**WHAT YOU WILL DO:** A faithful copy of every record is needed here. Images must not appear in it.

**SUPPLIED ENTRIES:**
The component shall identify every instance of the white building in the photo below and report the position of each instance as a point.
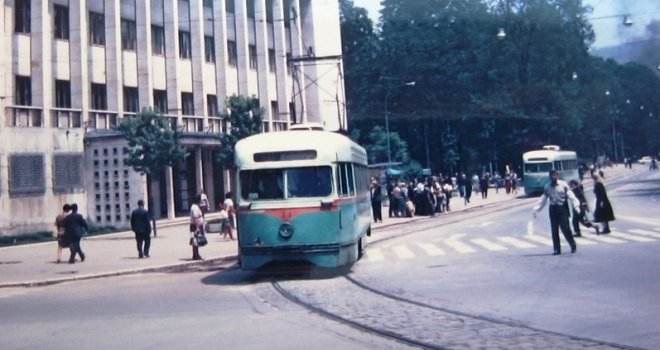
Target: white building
(71, 69)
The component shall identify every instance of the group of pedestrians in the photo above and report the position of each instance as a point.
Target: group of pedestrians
(70, 226)
(564, 198)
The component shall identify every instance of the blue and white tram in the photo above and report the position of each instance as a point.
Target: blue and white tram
(302, 196)
(538, 163)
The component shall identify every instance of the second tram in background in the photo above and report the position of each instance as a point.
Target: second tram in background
(538, 163)
(302, 195)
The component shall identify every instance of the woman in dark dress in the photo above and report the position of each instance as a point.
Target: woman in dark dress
(603, 212)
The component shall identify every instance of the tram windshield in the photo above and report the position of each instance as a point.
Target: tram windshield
(273, 184)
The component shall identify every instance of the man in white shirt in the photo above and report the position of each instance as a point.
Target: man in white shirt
(559, 196)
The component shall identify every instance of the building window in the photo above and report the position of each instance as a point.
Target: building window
(271, 60)
(131, 100)
(22, 16)
(209, 49)
(23, 96)
(160, 101)
(66, 172)
(187, 103)
(185, 49)
(128, 35)
(253, 56)
(96, 28)
(62, 94)
(61, 27)
(232, 53)
(157, 40)
(229, 6)
(26, 174)
(212, 105)
(99, 97)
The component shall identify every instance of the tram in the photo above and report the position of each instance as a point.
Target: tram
(538, 163)
(302, 195)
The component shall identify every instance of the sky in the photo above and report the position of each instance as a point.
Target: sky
(606, 18)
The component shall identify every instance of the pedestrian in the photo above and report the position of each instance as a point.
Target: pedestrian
(59, 231)
(559, 195)
(196, 227)
(376, 198)
(141, 226)
(231, 215)
(580, 216)
(203, 201)
(75, 227)
(603, 212)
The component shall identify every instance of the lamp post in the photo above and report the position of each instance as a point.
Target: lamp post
(387, 119)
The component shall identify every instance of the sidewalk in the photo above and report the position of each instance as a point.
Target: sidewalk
(116, 254)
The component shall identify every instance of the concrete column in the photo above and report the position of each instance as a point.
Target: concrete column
(282, 78)
(169, 192)
(113, 64)
(261, 36)
(197, 45)
(171, 24)
(242, 46)
(199, 170)
(220, 35)
(144, 63)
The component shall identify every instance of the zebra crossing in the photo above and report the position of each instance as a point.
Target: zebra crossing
(463, 244)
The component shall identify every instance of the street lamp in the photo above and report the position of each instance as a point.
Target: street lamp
(387, 120)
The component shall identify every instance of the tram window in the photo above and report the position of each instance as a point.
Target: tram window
(309, 182)
(538, 167)
(262, 184)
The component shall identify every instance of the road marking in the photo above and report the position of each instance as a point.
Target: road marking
(606, 239)
(375, 254)
(492, 246)
(625, 235)
(460, 246)
(645, 232)
(539, 239)
(518, 243)
(431, 249)
(402, 252)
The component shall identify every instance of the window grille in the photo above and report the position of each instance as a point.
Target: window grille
(67, 172)
(26, 174)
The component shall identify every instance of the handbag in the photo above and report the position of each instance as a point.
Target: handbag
(201, 240)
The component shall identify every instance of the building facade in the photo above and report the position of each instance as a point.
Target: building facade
(72, 69)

**THE COMPLETED TASK:**
The component shall identify every instance of the white building in the photo below and report the position of each instance as a point.
Target: white building
(71, 69)
The component shall identify every instance of the group of pedestrians in the photo above and report the position of each instance as a point.
Target: group of pedestrians
(70, 226)
(564, 198)
The component shall identify every instance of the blue and white tram in the photo above and report the position of each instance as a point.
Target: blue and white tram
(302, 196)
(538, 163)
The component shall identify every instance of the second tram in background in the photo above and report the position of each instance as a point.
Target: second tram in background
(538, 163)
(302, 195)
The component shall identify every instance of the woman in dark dress in the photo above and report the position of each instance as a point.
Target: woman in dark dress
(603, 212)
The component shall identify every instance of the tram windshield in the photo above and report the position of each instance as a point.
Target: tram windshield
(273, 184)
The component shall identify every instance of the man in white shirt in the photo above and report the position of each instance as a point.
Target: man in white shirt
(559, 196)
The component shall identify every instance of the building window in the photo above and report the position of each instance as a point.
Target: building window
(271, 60)
(131, 100)
(22, 16)
(209, 49)
(23, 96)
(160, 101)
(66, 172)
(187, 103)
(185, 49)
(128, 35)
(253, 56)
(96, 28)
(62, 94)
(61, 27)
(232, 53)
(157, 40)
(229, 6)
(26, 174)
(212, 105)
(99, 97)
The component shall identify every instance of the tram in the photo above and report the position of each instance as a point.
Target: tram
(538, 163)
(302, 195)
The component shall identify every instance of the sky in the photo above and report the position of each instance as a point.
Target: sky
(606, 18)
The component shall identify every instance of the pedestrian in the photo above and report the position of each instance as a point.
Target: pedestrian
(59, 231)
(559, 195)
(196, 227)
(376, 198)
(141, 226)
(231, 215)
(580, 216)
(203, 201)
(75, 227)
(603, 212)
The component shall identify every instance of the lamp post in the photo above and report the position of each instance as a point.
Target: lamp post
(387, 119)
The component shall identify every instance of the sidewalk in the photo above and report the position of each instance as a point.
Target: sidewalk
(116, 254)
The component shall identify every instance of the concrete column in the photo above and report the position of each instance as a point.
Target: concrete column
(282, 78)
(169, 192)
(113, 64)
(261, 36)
(197, 45)
(171, 24)
(242, 46)
(199, 170)
(220, 35)
(144, 63)
The component shall identify every instance of the zebra crossing in the photo above and report the position of each instance as a point.
Target: zebra crossing
(463, 244)
The component shall identify every instance of the street lamp in the photo above and report the position of each instance as a point.
Target: street lamp
(387, 120)
The component shall identify every instance of the tram window in the photo above and report the position of each instance as a point.
Target: tram window
(309, 182)
(538, 167)
(262, 184)
The component shall identify every instance of the road marking in the photo above and report the position of each instance as a point.
Target: road marking
(606, 239)
(375, 254)
(492, 246)
(625, 235)
(460, 246)
(645, 232)
(539, 239)
(518, 243)
(431, 249)
(402, 252)
The component shall identify every instance of the window grille in the photo above and report the position of each instance as a point.
Target: window grille
(67, 172)
(26, 174)
The component shall identify every instance of the handbag in the photo above and report the position of each instance as a point.
Target: handbag
(201, 240)
The component shall identify every instance of the building facade in the photo above and report the position of each instance as a point.
Target: building facade
(72, 69)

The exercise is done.